**Required work**. Extend the article below on beer sponsorship at the football World Cup, writing the paragraphs that follow its final sentence.

**Excerpted passage**.
───

After getting their fingers burned in 2006 trying to force German football fans to crack open a Bud, international beer corporations have chosen an old East German brand as the official World Cup beer. Ben Knight charts the localization of beer marketing strategies.
Read it in The Local
The Bild newspaper, ever forthright in protecting German national interests, described it as the “Beer Fear” of the 2006 World Cup in Germany. With typical outrage, it declared, “Watery Yank-beer in the 12 stadiums? No way.” Panic spread through the host nation when it emerged that the US beverage corporation and FIFA World Cup sponsor Anheuser Busch would only allow its official World Cup beer Budweiser to be sold at the venues. Rumours even circulated of a 1-kilometre-wide Bud-only zone around the stadiums.
In the end, it didn’t happen – Bitburger, long-term sponsor of the German national football team and proper German beer, raised objections, particularly when Budweiser attempted to shorten its name to “Bud” as the result of another legal conflict with a certain Czech brewery. This, Bitburger decided, was much too close to its marketing nickname “Bit.”
The combination of being forced to change the name of its leading brand, and then having to share its prime market with a local favourite, made the 2006 World Cup a marketing disaster for Anheuser Busch, particularly in view of the reported $40 million it had paid for the sponsorship rights.

───

**Information provided**.
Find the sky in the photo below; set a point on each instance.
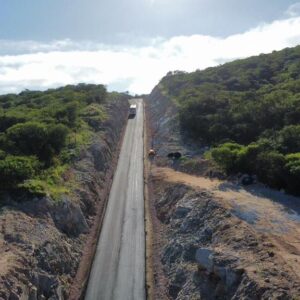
(129, 45)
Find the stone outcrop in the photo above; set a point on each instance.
(41, 239)
(209, 253)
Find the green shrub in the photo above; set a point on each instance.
(269, 168)
(28, 138)
(227, 156)
(16, 169)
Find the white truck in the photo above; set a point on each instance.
(132, 110)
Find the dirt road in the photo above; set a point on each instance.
(118, 270)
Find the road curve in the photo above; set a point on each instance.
(118, 270)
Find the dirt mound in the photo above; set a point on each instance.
(207, 252)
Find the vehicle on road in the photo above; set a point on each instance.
(132, 110)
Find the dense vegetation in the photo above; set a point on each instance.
(249, 110)
(42, 132)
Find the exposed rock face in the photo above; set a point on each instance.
(41, 240)
(209, 253)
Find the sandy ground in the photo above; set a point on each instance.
(270, 212)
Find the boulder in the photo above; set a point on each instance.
(68, 217)
(204, 256)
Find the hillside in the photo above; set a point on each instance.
(58, 154)
(248, 111)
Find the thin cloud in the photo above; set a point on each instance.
(136, 69)
(293, 10)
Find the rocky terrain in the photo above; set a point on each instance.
(206, 251)
(45, 244)
(215, 239)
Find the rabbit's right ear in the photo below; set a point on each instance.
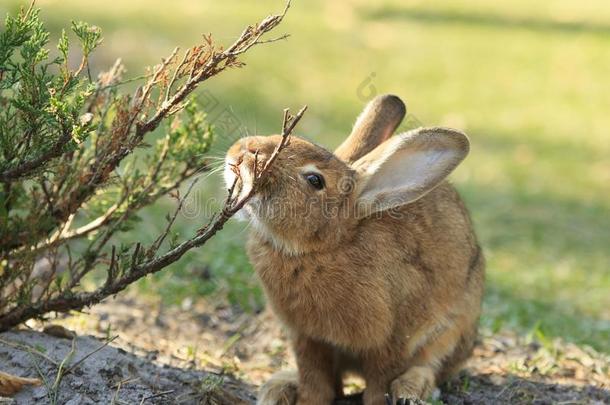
(406, 167)
(375, 124)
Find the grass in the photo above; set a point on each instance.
(527, 81)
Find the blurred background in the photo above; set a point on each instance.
(528, 81)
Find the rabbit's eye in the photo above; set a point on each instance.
(316, 180)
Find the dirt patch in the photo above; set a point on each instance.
(108, 375)
(162, 349)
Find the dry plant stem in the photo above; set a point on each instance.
(76, 301)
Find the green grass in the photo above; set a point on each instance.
(527, 81)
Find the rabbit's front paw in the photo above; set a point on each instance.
(281, 389)
(415, 383)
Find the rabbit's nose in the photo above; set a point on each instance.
(252, 149)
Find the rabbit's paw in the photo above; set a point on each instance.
(415, 383)
(281, 389)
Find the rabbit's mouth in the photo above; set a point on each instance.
(237, 174)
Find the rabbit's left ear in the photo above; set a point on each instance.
(374, 125)
(406, 167)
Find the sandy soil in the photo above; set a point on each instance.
(162, 350)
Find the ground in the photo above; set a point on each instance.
(159, 350)
(527, 81)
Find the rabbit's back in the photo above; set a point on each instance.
(396, 274)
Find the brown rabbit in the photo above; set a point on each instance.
(366, 255)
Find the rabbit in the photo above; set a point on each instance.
(367, 256)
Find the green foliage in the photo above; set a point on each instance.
(69, 178)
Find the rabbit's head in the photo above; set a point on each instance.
(313, 199)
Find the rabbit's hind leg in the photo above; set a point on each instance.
(435, 361)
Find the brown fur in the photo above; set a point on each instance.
(394, 296)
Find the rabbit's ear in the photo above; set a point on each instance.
(375, 124)
(406, 167)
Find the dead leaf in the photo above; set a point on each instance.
(59, 331)
(11, 384)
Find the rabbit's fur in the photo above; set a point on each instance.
(378, 273)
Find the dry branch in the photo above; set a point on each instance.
(71, 189)
(70, 301)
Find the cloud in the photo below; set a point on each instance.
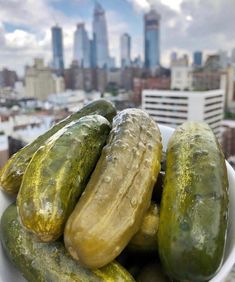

───

**Output**.
But the international corporation has apparently learnt its lesson for South Africa 2010. Anheuser Busch was taken over by the international corporation InBev in 2008 to create the biggest brewer in the world, Anheuser Busch InBev, with a 25 percent share in the global beer market, 13 international beer brands and countless local ones.
This time, InBev has decided to use this network of local brands to handle its sponsorship deal. One of these is Hasseröder, an old East German beer from a small town in Saxony Anhalt, that has taken over from Budweiser as the official World Cup beer in Germany. But why Hasseröder? Other German beers in InBev’s portfolio include Beck’s, Franziskaner, and Löwenbräu.
Hasseröder’s official reasons give an insight into the ruthless targeting of market strategies. “We’re a proper man’s brand (90 percent of our beer is drunk by men), and we represent male friendship,” says spokeswoman Claudia Klehr. “At the same time we are among the ten most famous sports sponsors in Germany.” Hasseröder sponsors a number of different sports teams, including the Bundesliga football club Hannover 96.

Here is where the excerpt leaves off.